■ **Your goal**
I need the lines below from the one with "Can you see the green" down to the one with "Can you see the reflective trim" reproduced exactly, both ends included, and nothing else.

■ **Data supplied**
════════
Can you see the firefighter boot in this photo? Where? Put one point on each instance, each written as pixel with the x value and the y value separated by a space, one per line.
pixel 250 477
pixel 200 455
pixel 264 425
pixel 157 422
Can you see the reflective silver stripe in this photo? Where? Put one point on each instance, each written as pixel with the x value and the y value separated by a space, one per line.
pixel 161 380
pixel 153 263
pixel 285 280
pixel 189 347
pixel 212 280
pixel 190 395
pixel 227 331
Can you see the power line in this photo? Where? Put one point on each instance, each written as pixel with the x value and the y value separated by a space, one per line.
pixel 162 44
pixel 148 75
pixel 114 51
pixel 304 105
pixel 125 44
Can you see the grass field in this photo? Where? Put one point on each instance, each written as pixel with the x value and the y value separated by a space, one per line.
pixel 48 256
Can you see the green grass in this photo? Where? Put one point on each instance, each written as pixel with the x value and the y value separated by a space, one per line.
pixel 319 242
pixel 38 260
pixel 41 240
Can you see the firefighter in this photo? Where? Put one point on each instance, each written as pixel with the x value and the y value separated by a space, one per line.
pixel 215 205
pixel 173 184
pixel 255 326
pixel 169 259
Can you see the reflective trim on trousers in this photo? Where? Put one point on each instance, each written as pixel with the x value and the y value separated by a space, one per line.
════════
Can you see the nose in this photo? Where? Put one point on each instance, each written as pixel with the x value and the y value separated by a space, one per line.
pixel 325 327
════════
■ **Response**
Can you see the green grass in this photo? Where? Put one point on each instance, each written as pixel with the x value and the y value separated by a space, one per line.
pixel 319 242
pixel 38 260
pixel 41 240
Can you see the firefighter in this photo? Where? Put one point on each instance, each written as pixel with the x value and the y value separated by a space, one per line.
pixel 215 205
pixel 173 184
pixel 255 326
pixel 169 259
Can you see the reflective trim on trousers in this photo? Where? Put one point on each instance, each written as pixel with the x value and the y value separated by a space, one per line.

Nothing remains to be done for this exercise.